[Data entries]
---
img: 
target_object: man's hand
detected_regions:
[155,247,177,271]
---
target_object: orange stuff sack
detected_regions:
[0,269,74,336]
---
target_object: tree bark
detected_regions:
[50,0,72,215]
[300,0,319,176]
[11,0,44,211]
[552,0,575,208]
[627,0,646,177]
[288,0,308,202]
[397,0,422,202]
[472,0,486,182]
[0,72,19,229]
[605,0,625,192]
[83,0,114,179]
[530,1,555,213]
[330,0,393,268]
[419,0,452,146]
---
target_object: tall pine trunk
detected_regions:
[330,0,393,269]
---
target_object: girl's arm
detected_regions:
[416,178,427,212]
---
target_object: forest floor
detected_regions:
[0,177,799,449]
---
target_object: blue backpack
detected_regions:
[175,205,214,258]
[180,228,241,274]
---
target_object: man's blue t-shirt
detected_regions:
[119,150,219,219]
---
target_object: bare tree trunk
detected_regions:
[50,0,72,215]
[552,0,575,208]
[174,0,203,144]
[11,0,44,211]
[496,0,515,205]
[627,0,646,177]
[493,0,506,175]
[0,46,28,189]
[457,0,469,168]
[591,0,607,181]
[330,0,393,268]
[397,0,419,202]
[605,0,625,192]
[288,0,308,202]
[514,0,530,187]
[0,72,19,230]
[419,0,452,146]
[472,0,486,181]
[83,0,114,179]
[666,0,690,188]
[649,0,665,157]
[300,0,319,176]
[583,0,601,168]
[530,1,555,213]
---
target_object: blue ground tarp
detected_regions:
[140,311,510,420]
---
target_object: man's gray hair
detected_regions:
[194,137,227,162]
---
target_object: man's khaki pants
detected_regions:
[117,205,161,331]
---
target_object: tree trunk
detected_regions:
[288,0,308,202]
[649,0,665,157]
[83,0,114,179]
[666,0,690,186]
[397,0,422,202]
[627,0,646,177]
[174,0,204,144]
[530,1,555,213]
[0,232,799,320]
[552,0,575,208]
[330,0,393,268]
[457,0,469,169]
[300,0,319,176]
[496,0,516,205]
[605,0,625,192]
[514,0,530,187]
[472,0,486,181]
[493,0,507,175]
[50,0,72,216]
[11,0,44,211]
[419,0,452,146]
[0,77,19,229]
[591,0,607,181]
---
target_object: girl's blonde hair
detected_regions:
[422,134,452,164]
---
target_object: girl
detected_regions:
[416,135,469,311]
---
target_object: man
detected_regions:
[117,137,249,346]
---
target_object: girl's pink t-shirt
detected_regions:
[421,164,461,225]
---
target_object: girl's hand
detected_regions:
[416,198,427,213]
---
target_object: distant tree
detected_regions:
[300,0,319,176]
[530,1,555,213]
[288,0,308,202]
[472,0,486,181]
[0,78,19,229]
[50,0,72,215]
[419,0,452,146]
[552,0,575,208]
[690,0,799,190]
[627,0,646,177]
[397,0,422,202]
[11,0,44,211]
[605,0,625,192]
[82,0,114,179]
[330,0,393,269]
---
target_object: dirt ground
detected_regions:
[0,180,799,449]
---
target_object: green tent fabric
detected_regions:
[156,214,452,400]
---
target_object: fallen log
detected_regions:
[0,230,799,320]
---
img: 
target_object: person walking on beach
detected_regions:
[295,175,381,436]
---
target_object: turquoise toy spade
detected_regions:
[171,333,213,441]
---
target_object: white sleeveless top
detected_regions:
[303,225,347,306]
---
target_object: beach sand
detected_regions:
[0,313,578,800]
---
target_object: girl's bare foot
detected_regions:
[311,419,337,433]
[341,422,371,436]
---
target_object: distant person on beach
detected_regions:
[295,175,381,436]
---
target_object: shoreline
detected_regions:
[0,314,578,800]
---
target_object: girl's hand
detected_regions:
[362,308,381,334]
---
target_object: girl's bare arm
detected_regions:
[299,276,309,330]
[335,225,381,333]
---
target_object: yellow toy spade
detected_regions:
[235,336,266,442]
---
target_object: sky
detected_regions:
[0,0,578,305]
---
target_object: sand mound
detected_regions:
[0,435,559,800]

What to do -> Rewrite all of the lines above, replacing "detected_regions" with "bounding_boxes" and changing nothing else.

Final result ->
---
img: 
target_object: man's hand
bounding_boxes:
[155,247,177,271]
---
target_object: orange stuff sack
bounding_boxes:
[0,269,74,336]
---
target_object: tree bark
bounding_boxes:
[50,0,72,215]
[300,0,319,176]
[11,0,44,211]
[552,0,575,208]
[627,0,646,177]
[288,0,308,202]
[397,0,422,202]
[472,0,486,182]
[0,72,19,229]
[605,0,625,192]
[83,0,114,179]
[530,1,555,213]
[330,0,393,268]
[419,0,452,146]
---
target_object: tall pine trunk
bounding_boxes:
[330,0,393,269]
---
target_object: girl's arm
bounding_boxes:
[416,178,427,212]
---
target_object: forest floor
bounding_boxes:
[0,177,799,449]
---
target_object: blue backpack
bounding_boxes:
[175,205,214,258]
[180,228,241,274]
---
target_object: man's blue t-shirt
bounding_boxes:
[119,150,219,219]
---
target_object: bare tree trunk
bounding_boxes:
[50,0,72,215]
[552,0,575,208]
[174,0,203,144]
[11,0,44,211]
[496,0,515,205]
[627,0,646,177]
[493,0,506,175]
[0,46,28,189]
[457,0,469,168]
[591,0,607,181]
[330,0,393,268]
[397,0,419,202]
[605,0,625,192]
[288,0,308,202]
[514,0,530,187]
[0,72,19,230]
[419,0,452,146]
[472,0,486,181]
[83,0,114,179]
[666,0,690,188]
[649,0,665,157]
[300,0,319,176]
[583,0,601,168]
[530,1,555,213]
---
target_object: blue ground tarp
bounding_boxes:
[140,311,510,420]
---
target_object: man's gray hair
bounding_boxes:
[194,137,227,162]
---
target_object: man's khaki pants
bounding_boxes:
[117,205,161,331]
---
target_object: tree trunk
bounding_boxes:
[288,0,308,202]
[649,0,665,157]
[83,0,114,179]
[666,0,690,186]
[397,0,422,202]
[627,0,646,177]
[174,0,204,144]
[530,1,555,213]
[0,232,799,320]
[552,0,575,208]
[330,0,393,268]
[457,0,469,169]
[300,0,319,176]
[496,0,516,205]
[605,0,625,192]
[514,0,530,187]
[472,0,486,181]
[493,0,507,175]
[50,0,72,216]
[11,0,44,211]
[419,0,452,146]
[0,77,19,229]
[591,0,607,181]
---
target_object: girl's blonde hair
bounding_boxes:
[422,134,452,164]
---
target_object: girl
bounding_boxes:
[416,135,469,311]
---
target_object: man
bounding_boxes:
[117,137,249,346]
---
target_object: girl's pink t-shirt
bounding_boxes:
[421,164,461,225]
---
target_object: girl's hand
bounding_boxes:
[416,198,427,213]
---
target_object: distant tree
bounding_boxes:
[300,0,319,176]
[530,1,555,213]
[288,0,308,202]
[472,0,486,181]
[0,78,19,229]
[50,0,72,215]
[419,0,452,146]
[552,0,575,208]
[690,0,799,190]
[627,0,646,177]
[397,0,422,202]
[11,0,44,211]
[605,0,625,192]
[82,0,114,179]
[330,0,393,269]
---
target_object: dirt ground
bounding_boxes:
[0,180,799,449]
---
target_object: green tent fabric
bounding_boxes:
[156,214,452,400]
---
target_object: fallen log
bounding_boxes:
[0,230,799,320]
---
img: 
target_object: person walking on beach
bounding_boxes:
[295,175,381,436]
---
target_object: turquoise toy spade
bounding_boxes:
[171,333,213,441]
---
target_object: white sleeveless top
bounding_boxes:
[303,225,347,306]
---
target_object: beach sand
bounding_boxes:
[0,313,578,800]
---
target_object: girl's bare foot
bounding_boxes:
[311,419,337,433]
[341,422,371,436]
---
target_object: distant person on beach
bounding_boxes:
[295,175,381,436]
---
target_object: shoreline
bounding_boxes:
[0,314,578,800]
---
target_object: girl's hand
bounding_boxes:
[362,308,381,334]
---
target_object: girl's bare arm
bounding_boxes:
[299,276,309,330]
[335,225,381,333]
---
target_object: yellow toy spade
bounding_boxes:
[235,336,266,442]
---
target_object: sky
bounding_boxes:
[0,0,578,305]
---
target_object: sand mound
bounding_boxes:
[0,435,559,800]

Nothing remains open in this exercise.